## PROBLEM TO WORK ON
Pick out every line of the entries that contains the word "dark" and copy it.

## RECORDS TO USE
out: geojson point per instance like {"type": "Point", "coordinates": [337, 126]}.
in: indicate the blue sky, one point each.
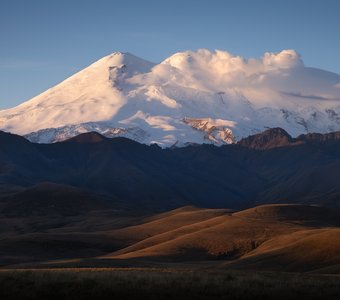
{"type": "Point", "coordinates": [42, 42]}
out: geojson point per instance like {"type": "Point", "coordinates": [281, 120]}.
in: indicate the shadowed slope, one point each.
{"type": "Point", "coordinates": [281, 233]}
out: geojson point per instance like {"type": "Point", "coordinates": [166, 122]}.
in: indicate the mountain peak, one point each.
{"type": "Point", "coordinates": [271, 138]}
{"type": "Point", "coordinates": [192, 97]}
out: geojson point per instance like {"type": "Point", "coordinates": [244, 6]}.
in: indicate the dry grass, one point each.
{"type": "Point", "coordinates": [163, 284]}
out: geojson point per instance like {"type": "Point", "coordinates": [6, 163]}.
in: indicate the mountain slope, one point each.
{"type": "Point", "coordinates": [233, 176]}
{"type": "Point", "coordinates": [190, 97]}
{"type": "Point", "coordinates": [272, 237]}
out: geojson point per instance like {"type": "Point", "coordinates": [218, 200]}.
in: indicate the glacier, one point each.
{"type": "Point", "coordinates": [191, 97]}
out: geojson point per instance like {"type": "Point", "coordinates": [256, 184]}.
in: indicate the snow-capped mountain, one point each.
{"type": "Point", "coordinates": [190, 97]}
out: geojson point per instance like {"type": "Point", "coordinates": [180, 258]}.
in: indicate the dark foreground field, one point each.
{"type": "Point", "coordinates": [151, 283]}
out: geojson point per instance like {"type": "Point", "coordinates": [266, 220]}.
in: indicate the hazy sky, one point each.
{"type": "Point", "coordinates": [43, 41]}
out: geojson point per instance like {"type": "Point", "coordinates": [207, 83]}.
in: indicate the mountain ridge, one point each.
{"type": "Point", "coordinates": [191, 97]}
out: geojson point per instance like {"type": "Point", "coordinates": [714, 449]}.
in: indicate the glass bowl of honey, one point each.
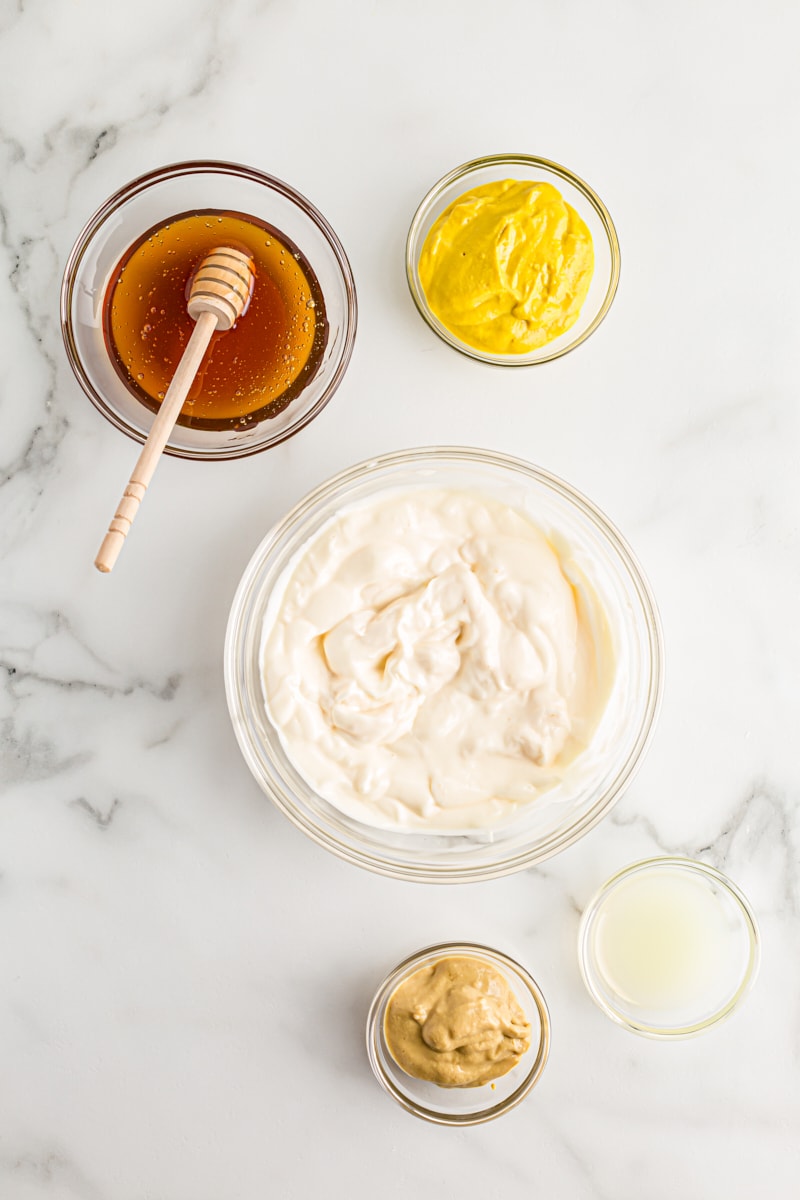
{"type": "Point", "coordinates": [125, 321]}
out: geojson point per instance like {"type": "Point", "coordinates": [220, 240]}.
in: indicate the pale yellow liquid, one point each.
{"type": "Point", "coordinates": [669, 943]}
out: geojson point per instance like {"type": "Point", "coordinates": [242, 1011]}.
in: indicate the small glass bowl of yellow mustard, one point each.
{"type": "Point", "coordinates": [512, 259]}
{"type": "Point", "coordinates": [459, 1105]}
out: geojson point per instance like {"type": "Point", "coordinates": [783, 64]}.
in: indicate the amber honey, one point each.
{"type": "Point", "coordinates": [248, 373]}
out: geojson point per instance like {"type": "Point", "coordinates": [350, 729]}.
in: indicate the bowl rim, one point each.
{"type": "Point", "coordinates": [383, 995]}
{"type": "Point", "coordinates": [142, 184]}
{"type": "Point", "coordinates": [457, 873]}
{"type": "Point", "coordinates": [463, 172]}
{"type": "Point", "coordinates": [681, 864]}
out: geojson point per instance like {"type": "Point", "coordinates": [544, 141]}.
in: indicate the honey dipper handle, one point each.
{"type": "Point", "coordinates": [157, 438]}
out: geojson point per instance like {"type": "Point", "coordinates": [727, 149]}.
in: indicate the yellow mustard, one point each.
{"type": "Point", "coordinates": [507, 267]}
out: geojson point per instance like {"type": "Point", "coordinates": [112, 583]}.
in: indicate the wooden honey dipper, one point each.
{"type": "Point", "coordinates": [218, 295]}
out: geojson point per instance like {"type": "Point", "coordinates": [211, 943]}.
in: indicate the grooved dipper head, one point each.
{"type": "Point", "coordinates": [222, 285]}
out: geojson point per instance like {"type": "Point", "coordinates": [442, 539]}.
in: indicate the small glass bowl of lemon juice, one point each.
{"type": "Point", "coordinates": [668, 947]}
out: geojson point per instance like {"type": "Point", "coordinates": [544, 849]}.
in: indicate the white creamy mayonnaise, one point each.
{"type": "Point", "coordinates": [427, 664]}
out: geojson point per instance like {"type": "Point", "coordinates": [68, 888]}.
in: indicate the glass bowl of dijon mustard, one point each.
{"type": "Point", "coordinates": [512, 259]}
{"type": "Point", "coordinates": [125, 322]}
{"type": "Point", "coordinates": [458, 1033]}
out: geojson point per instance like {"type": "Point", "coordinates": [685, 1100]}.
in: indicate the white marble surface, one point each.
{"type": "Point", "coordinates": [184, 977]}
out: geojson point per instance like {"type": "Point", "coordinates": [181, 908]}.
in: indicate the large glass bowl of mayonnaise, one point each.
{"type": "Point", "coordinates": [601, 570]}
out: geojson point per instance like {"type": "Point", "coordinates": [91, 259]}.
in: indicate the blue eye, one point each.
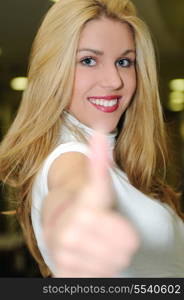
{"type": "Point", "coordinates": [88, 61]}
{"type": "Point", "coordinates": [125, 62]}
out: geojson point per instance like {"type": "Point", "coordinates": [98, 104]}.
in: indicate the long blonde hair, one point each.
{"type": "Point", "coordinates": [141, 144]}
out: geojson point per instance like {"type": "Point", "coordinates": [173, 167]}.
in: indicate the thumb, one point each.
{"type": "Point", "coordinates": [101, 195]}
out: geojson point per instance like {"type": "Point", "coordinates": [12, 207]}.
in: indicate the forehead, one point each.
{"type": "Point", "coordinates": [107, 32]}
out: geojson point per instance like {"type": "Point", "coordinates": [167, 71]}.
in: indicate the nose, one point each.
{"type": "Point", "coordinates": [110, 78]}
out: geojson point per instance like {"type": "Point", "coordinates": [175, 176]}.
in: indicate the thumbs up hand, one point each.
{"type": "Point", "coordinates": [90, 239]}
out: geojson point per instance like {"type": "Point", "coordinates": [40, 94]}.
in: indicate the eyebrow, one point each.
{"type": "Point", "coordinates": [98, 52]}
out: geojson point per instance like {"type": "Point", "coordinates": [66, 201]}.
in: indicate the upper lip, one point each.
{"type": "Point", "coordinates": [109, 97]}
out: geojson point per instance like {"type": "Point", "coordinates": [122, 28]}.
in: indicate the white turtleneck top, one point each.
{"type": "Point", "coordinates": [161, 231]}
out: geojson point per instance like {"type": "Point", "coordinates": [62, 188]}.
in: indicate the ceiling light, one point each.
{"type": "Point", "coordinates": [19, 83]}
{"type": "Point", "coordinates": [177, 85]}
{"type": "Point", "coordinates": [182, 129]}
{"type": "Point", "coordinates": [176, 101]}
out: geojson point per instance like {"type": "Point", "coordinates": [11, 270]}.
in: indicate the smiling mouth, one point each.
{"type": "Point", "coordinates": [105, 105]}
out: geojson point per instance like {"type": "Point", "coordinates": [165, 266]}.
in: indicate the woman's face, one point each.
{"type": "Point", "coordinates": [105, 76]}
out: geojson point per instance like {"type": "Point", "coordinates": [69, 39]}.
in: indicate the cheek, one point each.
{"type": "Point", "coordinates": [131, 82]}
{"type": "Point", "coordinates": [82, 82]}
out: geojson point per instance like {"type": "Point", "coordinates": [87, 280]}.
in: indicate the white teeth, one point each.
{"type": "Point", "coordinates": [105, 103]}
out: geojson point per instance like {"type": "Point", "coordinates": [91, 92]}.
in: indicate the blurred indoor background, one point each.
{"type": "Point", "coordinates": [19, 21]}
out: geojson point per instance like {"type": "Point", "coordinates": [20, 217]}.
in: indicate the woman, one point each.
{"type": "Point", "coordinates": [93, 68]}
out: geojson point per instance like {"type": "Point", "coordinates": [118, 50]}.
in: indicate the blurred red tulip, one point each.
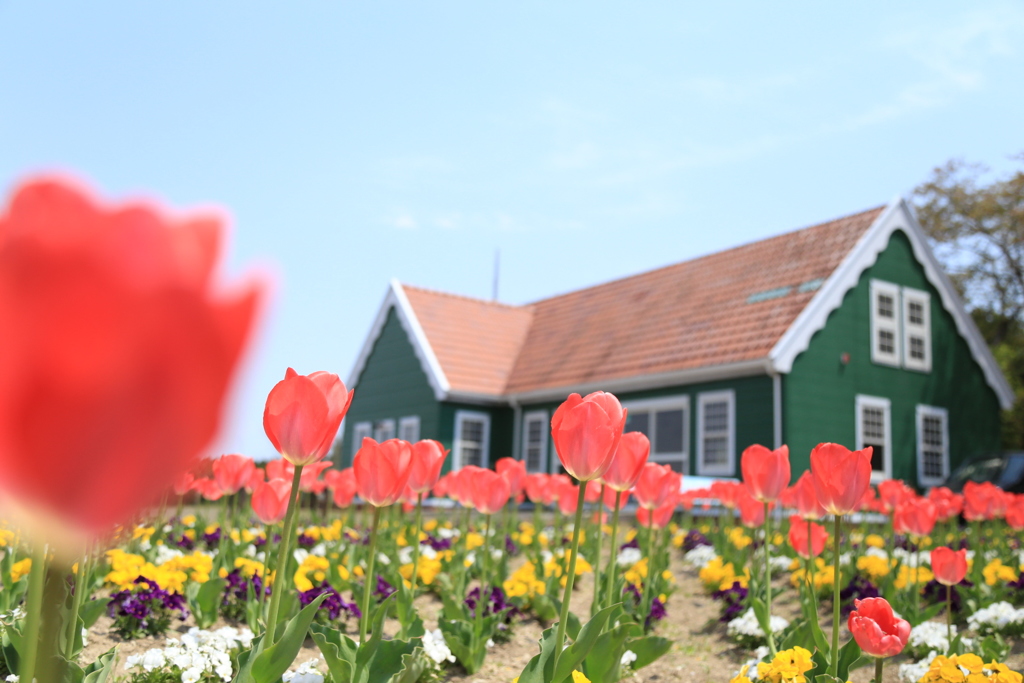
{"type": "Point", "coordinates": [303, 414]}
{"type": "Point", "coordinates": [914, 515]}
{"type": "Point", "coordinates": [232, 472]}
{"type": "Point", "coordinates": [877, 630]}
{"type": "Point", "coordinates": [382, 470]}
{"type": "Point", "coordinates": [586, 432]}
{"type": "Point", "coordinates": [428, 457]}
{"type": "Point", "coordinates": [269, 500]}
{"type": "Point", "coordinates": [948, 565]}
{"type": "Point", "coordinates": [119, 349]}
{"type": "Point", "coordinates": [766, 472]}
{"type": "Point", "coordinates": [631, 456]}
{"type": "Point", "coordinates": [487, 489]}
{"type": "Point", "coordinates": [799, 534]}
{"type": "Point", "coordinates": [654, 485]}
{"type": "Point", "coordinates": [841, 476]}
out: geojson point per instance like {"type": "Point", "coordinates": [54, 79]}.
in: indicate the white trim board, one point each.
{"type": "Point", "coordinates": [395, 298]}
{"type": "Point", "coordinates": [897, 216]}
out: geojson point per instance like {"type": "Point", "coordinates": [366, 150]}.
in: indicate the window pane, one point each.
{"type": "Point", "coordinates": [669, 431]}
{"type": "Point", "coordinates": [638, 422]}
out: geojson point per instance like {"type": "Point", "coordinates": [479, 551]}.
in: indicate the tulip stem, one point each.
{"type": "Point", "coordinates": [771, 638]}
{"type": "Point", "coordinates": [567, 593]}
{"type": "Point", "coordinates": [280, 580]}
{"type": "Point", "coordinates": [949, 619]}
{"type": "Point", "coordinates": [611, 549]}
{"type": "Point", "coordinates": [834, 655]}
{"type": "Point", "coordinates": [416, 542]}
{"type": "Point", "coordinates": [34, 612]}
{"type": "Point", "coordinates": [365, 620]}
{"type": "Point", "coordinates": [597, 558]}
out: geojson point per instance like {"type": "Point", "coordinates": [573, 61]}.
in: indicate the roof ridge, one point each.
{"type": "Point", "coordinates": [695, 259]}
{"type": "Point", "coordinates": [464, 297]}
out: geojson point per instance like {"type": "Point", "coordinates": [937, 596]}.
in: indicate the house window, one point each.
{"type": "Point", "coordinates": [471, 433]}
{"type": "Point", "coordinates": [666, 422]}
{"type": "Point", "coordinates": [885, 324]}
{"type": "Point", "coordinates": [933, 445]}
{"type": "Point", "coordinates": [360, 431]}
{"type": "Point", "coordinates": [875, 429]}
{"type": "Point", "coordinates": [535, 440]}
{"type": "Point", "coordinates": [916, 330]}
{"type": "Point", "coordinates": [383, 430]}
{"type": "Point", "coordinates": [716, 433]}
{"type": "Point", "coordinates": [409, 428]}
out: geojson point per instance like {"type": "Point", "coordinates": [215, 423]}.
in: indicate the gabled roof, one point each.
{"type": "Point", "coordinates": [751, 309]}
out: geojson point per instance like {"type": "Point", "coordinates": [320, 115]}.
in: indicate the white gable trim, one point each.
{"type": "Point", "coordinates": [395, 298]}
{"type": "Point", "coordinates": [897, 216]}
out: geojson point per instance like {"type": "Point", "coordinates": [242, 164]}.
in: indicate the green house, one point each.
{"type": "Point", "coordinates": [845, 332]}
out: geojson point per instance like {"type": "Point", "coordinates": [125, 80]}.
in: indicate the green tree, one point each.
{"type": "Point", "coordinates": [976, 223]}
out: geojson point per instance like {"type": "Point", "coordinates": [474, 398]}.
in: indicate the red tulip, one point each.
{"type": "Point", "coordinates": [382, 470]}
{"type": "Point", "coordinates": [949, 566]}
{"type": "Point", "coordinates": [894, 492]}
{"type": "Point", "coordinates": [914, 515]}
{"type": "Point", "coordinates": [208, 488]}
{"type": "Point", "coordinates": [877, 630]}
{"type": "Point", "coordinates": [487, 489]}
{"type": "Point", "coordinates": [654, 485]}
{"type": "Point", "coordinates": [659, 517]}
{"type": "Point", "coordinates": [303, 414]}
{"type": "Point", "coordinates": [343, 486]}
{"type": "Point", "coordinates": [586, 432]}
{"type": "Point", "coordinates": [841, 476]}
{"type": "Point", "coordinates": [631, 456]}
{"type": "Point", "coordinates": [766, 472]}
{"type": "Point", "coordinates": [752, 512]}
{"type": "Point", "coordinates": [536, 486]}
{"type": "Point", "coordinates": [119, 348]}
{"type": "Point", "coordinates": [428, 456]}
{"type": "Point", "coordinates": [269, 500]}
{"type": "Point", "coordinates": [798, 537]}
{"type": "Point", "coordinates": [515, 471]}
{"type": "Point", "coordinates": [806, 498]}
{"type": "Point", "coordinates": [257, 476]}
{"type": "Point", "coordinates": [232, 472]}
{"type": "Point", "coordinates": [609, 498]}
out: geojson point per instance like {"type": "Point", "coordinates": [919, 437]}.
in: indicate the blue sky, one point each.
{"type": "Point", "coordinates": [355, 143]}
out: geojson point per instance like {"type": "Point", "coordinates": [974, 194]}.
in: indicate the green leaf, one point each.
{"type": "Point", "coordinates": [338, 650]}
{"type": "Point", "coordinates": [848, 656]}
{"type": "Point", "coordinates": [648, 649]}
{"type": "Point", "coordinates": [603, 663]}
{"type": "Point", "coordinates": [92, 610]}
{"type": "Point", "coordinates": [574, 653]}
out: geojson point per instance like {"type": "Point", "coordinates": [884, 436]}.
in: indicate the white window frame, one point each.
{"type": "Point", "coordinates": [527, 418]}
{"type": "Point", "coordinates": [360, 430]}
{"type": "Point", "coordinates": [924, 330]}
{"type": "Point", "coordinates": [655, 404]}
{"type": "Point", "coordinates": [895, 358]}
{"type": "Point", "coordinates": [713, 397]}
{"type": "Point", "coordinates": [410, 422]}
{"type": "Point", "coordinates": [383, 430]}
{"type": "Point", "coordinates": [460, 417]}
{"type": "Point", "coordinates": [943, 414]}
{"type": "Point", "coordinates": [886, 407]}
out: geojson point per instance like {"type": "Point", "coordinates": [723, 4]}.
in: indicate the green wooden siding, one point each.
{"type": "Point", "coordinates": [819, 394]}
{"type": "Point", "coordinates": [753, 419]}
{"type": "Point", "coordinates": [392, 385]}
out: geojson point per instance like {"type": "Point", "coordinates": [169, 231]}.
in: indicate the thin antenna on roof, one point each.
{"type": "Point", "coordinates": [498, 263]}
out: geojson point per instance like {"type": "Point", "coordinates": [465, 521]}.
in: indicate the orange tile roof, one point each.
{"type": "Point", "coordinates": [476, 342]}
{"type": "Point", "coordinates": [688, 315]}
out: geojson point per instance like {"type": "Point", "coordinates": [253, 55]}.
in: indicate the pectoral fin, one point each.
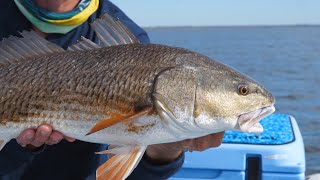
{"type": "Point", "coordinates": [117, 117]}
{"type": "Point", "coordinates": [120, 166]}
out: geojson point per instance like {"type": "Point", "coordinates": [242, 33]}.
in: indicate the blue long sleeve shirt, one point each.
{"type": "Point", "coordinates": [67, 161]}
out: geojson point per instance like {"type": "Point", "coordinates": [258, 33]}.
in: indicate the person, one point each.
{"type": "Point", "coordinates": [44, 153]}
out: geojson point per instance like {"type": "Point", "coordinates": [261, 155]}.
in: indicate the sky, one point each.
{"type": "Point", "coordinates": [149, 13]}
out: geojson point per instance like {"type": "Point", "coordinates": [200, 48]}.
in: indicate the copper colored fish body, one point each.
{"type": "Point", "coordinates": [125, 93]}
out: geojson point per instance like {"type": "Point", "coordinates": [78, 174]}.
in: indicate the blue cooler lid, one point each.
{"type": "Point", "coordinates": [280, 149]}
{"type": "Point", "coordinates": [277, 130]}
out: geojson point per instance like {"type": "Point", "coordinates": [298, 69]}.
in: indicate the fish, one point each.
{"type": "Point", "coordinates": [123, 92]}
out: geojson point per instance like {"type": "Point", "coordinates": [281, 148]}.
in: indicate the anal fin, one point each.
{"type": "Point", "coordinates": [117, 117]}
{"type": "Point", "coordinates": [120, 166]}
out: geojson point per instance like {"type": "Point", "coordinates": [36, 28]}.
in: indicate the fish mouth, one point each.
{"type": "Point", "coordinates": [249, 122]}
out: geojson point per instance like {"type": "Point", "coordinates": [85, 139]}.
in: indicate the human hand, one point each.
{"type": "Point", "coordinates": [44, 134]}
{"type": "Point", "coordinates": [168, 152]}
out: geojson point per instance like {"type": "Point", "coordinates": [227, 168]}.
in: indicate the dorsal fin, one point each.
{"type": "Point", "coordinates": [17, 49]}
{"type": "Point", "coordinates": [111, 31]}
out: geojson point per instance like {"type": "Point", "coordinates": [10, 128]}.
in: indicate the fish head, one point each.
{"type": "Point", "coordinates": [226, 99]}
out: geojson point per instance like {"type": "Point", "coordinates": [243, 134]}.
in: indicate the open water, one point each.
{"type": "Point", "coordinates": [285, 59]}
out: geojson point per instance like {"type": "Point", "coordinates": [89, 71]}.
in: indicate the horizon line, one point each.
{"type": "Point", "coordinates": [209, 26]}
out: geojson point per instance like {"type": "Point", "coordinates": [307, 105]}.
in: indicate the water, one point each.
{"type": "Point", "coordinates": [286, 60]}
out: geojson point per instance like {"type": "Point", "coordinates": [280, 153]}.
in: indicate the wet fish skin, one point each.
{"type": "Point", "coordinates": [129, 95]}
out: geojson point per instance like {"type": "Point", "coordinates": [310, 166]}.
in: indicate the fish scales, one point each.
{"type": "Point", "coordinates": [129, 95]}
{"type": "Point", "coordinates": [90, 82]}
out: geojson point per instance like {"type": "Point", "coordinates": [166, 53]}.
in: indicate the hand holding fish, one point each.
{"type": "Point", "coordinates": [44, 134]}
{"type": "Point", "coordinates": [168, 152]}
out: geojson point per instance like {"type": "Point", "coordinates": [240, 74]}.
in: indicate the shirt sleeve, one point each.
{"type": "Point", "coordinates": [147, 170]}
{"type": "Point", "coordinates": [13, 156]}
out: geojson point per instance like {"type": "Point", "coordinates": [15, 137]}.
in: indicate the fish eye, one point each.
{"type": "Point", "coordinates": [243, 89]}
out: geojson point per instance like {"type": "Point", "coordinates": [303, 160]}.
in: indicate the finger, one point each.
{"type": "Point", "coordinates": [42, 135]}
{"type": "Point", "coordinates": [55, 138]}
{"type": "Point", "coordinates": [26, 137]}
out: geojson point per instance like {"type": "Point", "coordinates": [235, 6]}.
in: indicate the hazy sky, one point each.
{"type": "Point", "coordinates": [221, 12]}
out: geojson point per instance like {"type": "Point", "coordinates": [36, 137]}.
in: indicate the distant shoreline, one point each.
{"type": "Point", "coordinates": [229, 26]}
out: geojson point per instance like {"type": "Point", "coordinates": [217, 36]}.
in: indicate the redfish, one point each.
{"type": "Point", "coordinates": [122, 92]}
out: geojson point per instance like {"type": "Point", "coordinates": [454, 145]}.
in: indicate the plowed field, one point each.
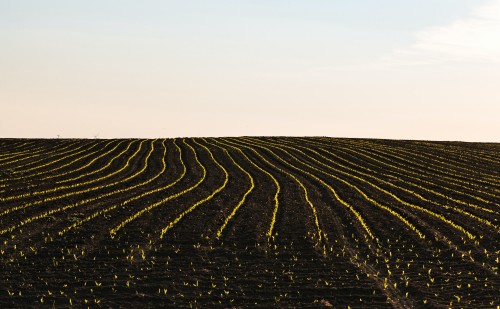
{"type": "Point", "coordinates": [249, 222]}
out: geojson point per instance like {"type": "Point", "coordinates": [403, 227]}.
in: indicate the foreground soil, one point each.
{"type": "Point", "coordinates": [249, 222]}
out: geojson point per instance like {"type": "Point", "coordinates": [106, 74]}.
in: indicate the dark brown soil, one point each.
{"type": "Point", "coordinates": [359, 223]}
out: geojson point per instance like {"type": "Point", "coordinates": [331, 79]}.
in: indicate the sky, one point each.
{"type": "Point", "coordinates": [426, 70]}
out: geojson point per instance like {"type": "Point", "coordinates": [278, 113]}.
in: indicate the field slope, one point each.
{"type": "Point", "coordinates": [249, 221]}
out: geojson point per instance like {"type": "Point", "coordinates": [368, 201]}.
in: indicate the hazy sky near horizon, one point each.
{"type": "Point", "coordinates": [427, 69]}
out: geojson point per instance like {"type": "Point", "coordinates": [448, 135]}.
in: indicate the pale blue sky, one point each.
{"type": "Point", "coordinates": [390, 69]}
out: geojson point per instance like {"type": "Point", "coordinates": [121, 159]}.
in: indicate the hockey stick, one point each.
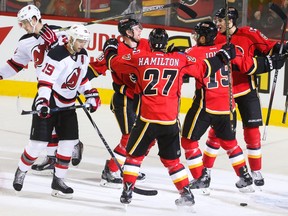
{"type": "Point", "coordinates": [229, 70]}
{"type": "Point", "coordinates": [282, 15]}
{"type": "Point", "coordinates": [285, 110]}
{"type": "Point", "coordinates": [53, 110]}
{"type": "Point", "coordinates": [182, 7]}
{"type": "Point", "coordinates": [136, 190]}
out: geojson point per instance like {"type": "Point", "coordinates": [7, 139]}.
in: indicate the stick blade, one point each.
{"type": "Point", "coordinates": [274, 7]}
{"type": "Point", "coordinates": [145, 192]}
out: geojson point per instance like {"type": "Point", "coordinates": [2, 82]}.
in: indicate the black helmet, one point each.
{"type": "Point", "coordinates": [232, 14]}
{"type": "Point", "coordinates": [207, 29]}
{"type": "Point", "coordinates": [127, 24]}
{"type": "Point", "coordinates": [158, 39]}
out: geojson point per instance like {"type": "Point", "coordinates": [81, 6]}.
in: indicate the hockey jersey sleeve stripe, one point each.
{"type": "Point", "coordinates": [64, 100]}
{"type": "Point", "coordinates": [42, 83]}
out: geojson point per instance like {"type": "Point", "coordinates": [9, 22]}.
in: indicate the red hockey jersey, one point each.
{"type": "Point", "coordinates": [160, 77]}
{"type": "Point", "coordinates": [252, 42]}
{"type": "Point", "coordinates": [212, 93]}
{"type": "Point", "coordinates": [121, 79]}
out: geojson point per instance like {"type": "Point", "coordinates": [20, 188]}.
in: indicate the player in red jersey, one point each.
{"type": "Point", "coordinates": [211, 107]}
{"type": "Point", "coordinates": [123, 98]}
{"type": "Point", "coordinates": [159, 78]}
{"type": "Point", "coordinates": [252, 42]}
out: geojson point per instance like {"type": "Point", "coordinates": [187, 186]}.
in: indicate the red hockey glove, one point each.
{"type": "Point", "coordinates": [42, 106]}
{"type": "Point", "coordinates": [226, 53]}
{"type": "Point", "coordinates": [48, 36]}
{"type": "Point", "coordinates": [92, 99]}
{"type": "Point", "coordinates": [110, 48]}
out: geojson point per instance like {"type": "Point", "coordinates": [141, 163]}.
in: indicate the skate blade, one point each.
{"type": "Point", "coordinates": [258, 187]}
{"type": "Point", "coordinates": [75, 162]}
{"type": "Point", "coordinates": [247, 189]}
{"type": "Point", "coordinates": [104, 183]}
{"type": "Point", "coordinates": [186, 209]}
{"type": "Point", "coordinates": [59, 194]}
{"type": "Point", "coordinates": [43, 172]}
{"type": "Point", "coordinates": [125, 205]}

## EXERCISE RESPONSE
in: indicate the dark foreground field, one point each.
in: indicate the dark brown soil, one point each.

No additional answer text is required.